══ PROVIDED DATA ══
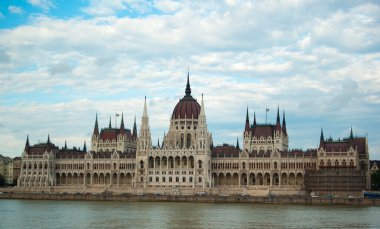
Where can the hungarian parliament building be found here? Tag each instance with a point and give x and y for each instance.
(186, 162)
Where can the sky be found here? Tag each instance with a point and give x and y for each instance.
(63, 62)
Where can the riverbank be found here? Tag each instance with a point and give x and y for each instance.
(195, 198)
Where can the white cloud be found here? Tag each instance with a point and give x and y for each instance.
(45, 5)
(321, 67)
(15, 10)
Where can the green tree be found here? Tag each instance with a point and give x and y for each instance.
(375, 180)
(2, 180)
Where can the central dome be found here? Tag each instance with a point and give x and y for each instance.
(187, 107)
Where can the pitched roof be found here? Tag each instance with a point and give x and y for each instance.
(225, 150)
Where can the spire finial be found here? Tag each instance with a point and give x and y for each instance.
(351, 134)
(96, 128)
(284, 123)
(145, 112)
(188, 89)
(27, 142)
(247, 121)
(322, 137)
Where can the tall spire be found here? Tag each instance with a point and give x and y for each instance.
(188, 89)
(145, 113)
(134, 133)
(144, 139)
(27, 143)
(284, 124)
(96, 128)
(351, 134)
(122, 130)
(163, 141)
(322, 138)
(278, 123)
(202, 112)
(247, 121)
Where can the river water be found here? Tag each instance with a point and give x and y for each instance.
(108, 214)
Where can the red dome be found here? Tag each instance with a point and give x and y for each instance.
(187, 107)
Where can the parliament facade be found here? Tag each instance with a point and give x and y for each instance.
(186, 162)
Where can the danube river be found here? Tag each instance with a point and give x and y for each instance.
(108, 214)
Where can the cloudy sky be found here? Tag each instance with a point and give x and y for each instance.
(61, 62)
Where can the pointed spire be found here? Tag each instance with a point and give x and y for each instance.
(202, 112)
(351, 134)
(247, 121)
(134, 133)
(27, 143)
(284, 124)
(188, 89)
(278, 123)
(122, 121)
(96, 128)
(145, 114)
(163, 141)
(122, 130)
(322, 138)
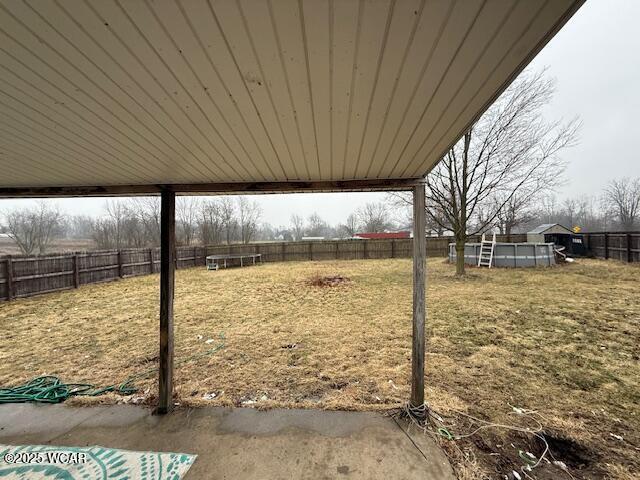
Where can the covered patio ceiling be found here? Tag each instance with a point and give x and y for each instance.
(131, 97)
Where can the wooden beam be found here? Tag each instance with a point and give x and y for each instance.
(76, 272)
(10, 285)
(419, 308)
(167, 277)
(384, 184)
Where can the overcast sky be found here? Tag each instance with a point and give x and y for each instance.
(595, 60)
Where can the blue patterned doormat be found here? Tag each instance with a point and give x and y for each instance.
(44, 462)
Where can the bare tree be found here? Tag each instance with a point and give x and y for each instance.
(187, 209)
(316, 226)
(511, 150)
(297, 227)
(374, 217)
(210, 223)
(350, 227)
(34, 229)
(515, 212)
(228, 218)
(623, 199)
(249, 213)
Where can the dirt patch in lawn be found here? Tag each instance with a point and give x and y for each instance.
(563, 342)
(328, 280)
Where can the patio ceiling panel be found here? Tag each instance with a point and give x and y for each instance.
(135, 93)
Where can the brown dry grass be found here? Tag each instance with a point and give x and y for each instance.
(562, 341)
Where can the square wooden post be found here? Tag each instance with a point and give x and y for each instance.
(419, 308)
(76, 271)
(11, 288)
(167, 277)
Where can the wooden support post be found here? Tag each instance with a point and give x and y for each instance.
(120, 271)
(167, 277)
(419, 308)
(76, 271)
(11, 292)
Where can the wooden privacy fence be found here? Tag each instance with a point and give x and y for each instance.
(22, 276)
(623, 246)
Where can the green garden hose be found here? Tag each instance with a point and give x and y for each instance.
(50, 389)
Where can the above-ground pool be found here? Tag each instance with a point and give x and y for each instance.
(509, 254)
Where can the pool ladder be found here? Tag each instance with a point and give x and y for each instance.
(486, 251)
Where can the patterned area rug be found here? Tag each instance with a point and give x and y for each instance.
(43, 462)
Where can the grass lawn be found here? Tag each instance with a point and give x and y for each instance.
(564, 342)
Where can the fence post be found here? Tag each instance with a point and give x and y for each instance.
(76, 271)
(10, 287)
(120, 263)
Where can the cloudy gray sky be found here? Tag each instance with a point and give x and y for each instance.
(595, 61)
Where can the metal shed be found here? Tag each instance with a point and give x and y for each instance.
(570, 242)
(170, 97)
(537, 235)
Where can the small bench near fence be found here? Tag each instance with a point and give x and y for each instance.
(215, 262)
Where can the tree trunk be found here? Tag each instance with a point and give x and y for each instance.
(460, 255)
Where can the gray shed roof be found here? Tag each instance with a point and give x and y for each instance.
(548, 226)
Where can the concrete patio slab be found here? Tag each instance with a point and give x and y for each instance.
(241, 443)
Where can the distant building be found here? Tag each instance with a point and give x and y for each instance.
(383, 235)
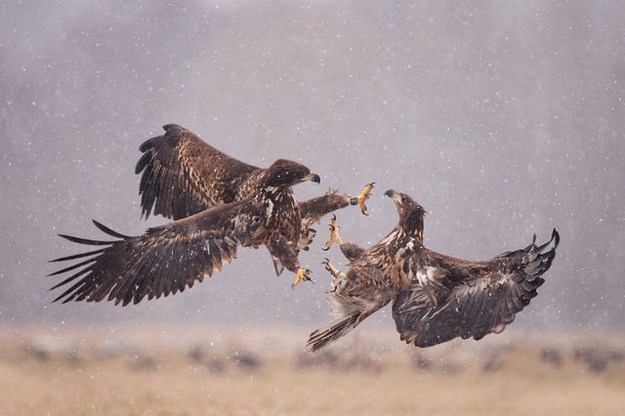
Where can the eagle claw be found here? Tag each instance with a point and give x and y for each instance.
(338, 275)
(334, 234)
(302, 275)
(362, 197)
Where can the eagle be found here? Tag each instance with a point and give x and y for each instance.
(435, 297)
(214, 211)
(182, 175)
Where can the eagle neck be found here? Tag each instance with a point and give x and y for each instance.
(413, 227)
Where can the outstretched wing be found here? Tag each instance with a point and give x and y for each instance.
(182, 175)
(164, 260)
(451, 298)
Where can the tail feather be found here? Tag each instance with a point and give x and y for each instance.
(321, 337)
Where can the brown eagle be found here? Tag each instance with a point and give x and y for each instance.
(215, 212)
(182, 175)
(435, 297)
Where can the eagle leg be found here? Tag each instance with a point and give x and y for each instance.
(334, 234)
(337, 274)
(302, 275)
(362, 197)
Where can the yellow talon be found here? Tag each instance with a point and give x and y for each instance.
(364, 195)
(338, 275)
(302, 275)
(334, 234)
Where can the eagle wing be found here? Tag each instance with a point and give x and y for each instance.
(164, 260)
(450, 298)
(182, 175)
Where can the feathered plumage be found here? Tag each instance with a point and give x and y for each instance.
(435, 297)
(169, 258)
(182, 175)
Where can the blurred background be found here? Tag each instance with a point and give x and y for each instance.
(502, 118)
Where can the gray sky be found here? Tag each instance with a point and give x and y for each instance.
(502, 118)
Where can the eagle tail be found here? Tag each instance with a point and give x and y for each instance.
(321, 337)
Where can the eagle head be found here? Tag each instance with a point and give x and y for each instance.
(284, 173)
(410, 213)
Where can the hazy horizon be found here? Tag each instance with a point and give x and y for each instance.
(503, 119)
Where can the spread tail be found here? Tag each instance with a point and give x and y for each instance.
(321, 337)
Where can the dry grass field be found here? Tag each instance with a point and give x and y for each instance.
(193, 371)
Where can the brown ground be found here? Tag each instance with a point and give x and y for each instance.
(127, 371)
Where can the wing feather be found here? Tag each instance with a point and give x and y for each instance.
(165, 260)
(181, 175)
(474, 298)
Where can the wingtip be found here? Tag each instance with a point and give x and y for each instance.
(555, 236)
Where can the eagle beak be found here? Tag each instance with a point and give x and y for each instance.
(396, 197)
(312, 177)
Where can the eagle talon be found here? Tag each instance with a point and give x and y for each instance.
(302, 275)
(337, 274)
(334, 234)
(362, 197)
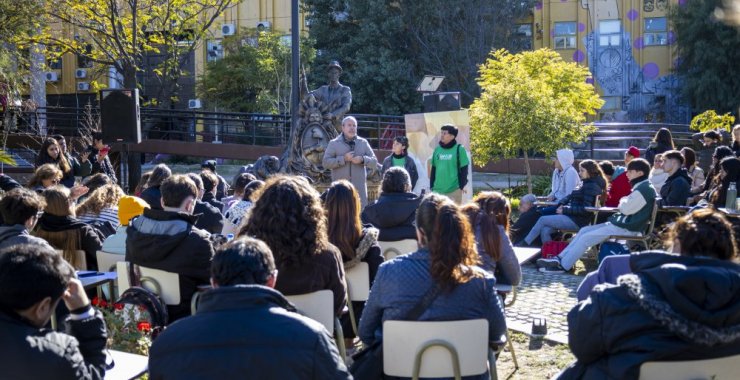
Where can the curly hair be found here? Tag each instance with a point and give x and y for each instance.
(450, 240)
(103, 197)
(289, 217)
(343, 215)
(704, 232)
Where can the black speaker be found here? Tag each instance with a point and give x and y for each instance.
(442, 101)
(119, 116)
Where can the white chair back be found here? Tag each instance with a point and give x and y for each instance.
(124, 281)
(107, 261)
(391, 249)
(358, 282)
(403, 341)
(318, 306)
(722, 368)
(167, 284)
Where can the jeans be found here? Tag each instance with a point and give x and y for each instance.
(586, 238)
(547, 224)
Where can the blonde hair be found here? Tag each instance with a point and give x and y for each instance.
(103, 197)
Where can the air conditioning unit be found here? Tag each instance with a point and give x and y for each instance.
(263, 25)
(228, 29)
(194, 103)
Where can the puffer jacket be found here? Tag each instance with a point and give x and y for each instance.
(676, 189)
(670, 308)
(245, 331)
(394, 214)
(169, 241)
(584, 196)
(31, 353)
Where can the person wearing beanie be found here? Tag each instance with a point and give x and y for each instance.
(129, 207)
(631, 219)
(449, 165)
(223, 187)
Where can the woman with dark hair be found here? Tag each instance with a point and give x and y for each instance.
(59, 226)
(571, 213)
(51, 153)
(395, 210)
(443, 268)
(693, 170)
(234, 215)
(729, 173)
(401, 158)
(289, 217)
(152, 194)
(356, 242)
(662, 142)
(679, 306)
(489, 215)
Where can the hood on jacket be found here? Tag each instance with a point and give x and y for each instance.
(697, 298)
(565, 157)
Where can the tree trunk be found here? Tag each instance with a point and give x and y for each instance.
(529, 172)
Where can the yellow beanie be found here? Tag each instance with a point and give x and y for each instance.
(129, 207)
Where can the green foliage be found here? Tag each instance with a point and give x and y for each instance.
(253, 75)
(710, 121)
(709, 52)
(386, 47)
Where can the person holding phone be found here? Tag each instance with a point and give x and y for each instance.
(99, 157)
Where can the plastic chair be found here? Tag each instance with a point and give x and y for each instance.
(391, 249)
(319, 306)
(358, 289)
(720, 368)
(437, 349)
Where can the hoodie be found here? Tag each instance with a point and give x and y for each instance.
(567, 179)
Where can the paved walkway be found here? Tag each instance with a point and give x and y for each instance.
(544, 295)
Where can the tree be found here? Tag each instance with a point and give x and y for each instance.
(531, 101)
(119, 33)
(386, 47)
(254, 74)
(709, 52)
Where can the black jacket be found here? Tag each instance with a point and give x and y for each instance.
(394, 215)
(408, 164)
(676, 189)
(583, 196)
(670, 308)
(152, 196)
(27, 352)
(245, 331)
(209, 217)
(168, 241)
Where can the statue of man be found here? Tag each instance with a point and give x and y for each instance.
(336, 97)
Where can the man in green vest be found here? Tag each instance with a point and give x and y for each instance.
(449, 166)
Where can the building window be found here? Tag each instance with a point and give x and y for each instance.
(656, 31)
(610, 33)
(522, 37)
(215, 50)
(565, 35)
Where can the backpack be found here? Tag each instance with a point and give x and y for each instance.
(151, 302)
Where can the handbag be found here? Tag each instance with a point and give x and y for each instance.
(368, 363)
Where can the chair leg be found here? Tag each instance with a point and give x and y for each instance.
(339, 337)
(511, 349)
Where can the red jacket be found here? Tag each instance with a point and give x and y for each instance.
(619, 188)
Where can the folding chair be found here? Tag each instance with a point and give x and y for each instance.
(437, 349)
(720, 368)
(358, 289)
(391, 249)
(319, 306)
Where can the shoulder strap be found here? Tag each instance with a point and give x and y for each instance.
(423, 304)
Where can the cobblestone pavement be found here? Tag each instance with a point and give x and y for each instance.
(543, 295)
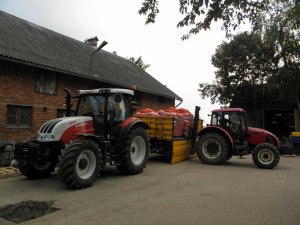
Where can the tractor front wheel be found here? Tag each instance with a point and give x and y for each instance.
(135, 154)
(212, 148)
(79, 165)
(265, 156)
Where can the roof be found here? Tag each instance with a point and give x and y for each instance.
(229, 110)
(106, 90)
(24, 42)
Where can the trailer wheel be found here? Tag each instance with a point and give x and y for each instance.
(35, 170)
(212, 148)
(135, 154)
(265, 156)
(79, 165)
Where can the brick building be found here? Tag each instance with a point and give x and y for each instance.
(36, 64)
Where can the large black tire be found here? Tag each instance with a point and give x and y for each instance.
(265, 156)
(135, 153)
(80, 164)
(212, 148)
(36, 170)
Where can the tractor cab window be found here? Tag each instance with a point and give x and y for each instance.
(215, 118)
(118, 108)
(89, 105)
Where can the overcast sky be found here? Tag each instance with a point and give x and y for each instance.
(181, 65)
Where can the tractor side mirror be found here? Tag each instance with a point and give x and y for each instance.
(118, 97)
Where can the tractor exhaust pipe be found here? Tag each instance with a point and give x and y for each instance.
(68, 102)
(194, 129)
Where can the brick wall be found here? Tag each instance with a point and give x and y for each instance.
(17, 87)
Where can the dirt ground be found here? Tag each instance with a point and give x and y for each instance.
(185, 193)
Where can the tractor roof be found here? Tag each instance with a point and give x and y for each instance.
(229, 110)
(106, 90)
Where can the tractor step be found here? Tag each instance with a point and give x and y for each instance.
(9, 171)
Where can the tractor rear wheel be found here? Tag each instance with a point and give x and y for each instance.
(265, 156)
(212, 148)
(135, 154)
(35, 170)
(79, 165)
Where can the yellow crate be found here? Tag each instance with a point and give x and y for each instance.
(161, 127)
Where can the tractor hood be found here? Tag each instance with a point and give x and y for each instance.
(65, 128)
(257, 136)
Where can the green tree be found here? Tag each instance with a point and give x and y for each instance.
(199, 14)
(243, 61)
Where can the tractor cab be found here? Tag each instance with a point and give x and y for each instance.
(108, 108)
(232, 120)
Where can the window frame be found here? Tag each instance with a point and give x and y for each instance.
(41, 83)
(19, 116)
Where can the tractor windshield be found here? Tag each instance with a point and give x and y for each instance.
(91, 104)
(232, 121)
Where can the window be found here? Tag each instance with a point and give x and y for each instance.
(61, 113)
(162, 99)
(19, 116)
(137, 98)
(46, 83)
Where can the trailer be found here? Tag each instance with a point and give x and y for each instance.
(164, 140)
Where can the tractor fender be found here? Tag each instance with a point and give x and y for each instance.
(219, 130)
(257, 136)
(127, 125)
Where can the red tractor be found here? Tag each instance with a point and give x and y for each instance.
(228, 135)
(103, 131)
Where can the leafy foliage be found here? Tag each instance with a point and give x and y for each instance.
(244, 61)
(199, 14)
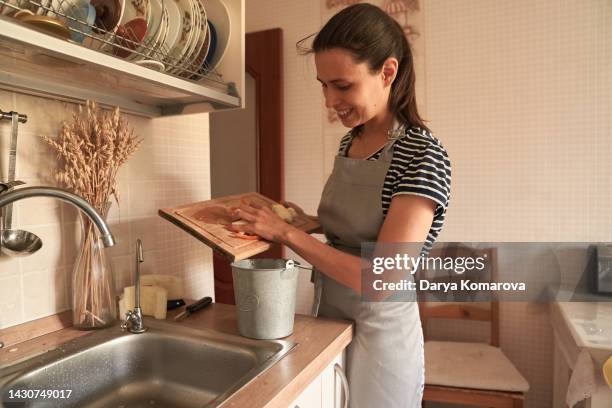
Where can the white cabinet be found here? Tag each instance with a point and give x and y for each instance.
(36, 63)
(328, 390)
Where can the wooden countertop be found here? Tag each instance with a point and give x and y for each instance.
(318, 340)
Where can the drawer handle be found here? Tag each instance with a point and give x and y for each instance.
(338, 370)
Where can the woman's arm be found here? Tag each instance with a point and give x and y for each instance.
(408, 220)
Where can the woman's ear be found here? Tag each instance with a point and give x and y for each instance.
(389, 71)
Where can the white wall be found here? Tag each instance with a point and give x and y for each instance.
(520, 95)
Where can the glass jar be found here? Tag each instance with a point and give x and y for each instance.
(93, 287)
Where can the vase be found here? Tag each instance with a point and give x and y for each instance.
(93, 288)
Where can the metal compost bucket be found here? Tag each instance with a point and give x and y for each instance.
(265, 291)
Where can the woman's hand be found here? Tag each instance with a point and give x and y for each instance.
(299, 210)
(262, 221)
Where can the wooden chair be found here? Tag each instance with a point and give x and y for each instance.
(477, 374)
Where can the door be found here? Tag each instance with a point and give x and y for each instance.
(246, 146)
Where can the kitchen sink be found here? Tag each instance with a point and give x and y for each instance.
(168, 366)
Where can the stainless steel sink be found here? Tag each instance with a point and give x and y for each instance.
(168, 366)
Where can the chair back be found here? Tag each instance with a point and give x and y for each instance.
(479, 311)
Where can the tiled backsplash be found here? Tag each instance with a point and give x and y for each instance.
(171, 167)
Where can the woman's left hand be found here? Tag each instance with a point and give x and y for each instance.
(262, 221)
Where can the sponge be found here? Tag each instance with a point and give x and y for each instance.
(173, 284)
(153, 301)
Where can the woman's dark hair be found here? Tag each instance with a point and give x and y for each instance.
(372, 36)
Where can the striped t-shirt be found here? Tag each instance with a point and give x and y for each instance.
(419, 166)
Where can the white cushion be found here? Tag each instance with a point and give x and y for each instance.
(471, 365)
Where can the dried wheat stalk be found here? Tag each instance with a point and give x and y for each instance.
(91, 149)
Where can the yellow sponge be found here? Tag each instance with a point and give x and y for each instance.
(153, 301)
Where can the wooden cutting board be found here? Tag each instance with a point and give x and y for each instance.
(206, 221)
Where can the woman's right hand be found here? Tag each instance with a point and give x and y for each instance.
(296, 207)
(299, 210)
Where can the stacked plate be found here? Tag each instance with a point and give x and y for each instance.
(186, 38)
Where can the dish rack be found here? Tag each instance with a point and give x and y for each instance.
(109, 42)
(36, 63)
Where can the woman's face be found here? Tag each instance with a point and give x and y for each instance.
(350, 89)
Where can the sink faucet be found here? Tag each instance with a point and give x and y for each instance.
(133, 318)
(79, 202)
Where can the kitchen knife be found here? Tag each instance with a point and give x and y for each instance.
(175, 304)
(194, 307)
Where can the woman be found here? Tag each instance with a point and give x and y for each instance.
(390, 183)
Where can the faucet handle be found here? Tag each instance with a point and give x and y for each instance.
(129, 316)
(9, 185)
(139, 253)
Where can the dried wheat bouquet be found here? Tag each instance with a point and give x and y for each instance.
(91, 150)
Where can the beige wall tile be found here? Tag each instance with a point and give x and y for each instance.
(148, 230)
(50, 255)
(44, 115)
(9, 266)
(123, 241)
(140, 166)
(37, 211)
(44, 293)
(123, 271)
(11, 301)
(142, 202)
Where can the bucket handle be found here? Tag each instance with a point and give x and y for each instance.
(295, 264)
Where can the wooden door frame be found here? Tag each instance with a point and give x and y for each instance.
(264, 62)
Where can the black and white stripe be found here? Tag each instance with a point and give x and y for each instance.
(419, 166)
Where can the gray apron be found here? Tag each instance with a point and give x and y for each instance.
(385, 360)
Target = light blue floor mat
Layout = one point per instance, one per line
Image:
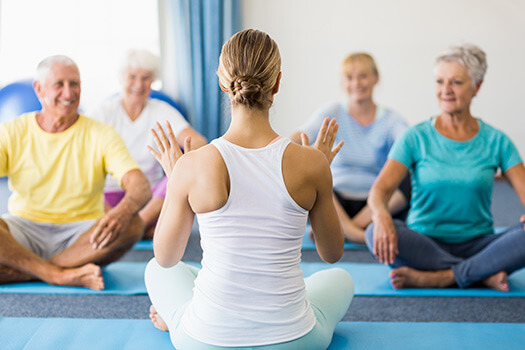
(139, 334)
(127, 278)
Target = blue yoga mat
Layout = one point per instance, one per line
(121, 278)
(428, 336)
(373, 280)
(139, 334)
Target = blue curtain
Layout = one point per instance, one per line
(200, 29)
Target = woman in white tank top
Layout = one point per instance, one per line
(252, 192)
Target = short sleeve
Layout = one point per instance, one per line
(398, 126)
(4, 150)
(117, 159)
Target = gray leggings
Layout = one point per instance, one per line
(471, 261)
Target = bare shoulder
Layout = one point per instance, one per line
(200, 158)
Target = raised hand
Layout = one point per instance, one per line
(169, 150)
(325, 139)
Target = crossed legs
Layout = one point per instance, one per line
(77, 265)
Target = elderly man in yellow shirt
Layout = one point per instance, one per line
(57, 161)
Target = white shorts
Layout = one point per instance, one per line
(45, 239)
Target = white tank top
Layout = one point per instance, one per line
(250, 290)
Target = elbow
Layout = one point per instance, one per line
(333, 255)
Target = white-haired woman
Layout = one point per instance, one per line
(133, 113)
(452, 158)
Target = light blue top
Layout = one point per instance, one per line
(452, 181)
(357, 165)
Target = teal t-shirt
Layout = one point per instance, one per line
(451, 180)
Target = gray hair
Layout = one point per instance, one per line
(44, 67)
(140, 59)
(469, 56)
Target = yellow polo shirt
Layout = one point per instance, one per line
(59, 177)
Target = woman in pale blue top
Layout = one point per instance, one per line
(452, 158)
(368, 131)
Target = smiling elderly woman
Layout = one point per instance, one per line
(452, 158)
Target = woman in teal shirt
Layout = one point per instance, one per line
(452, 158)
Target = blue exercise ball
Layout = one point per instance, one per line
(159, 95)
(17, 98)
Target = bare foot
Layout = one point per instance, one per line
(407, 277)
(89, 276)
(497, 281)
(157, 320)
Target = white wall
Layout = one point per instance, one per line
(404, 36)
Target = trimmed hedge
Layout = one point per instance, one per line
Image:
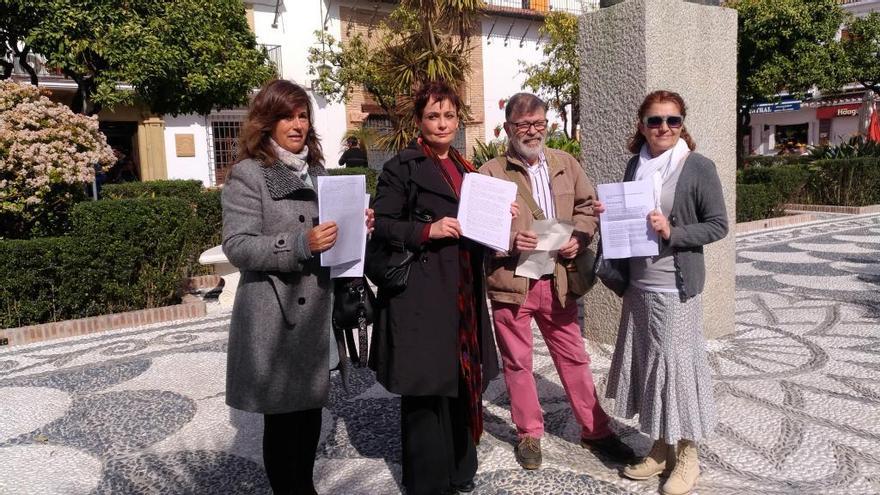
═══
Pull out every line in the rows above that contains the word "brick" and list those lines.

• OUTPUT OF THE EXERCISE:
Where can the brick building be found here? Tag each instance with a point and give x and y for each instance.
Where can the brick wall be found here? Tag each instance with a point and give x and y for each instance.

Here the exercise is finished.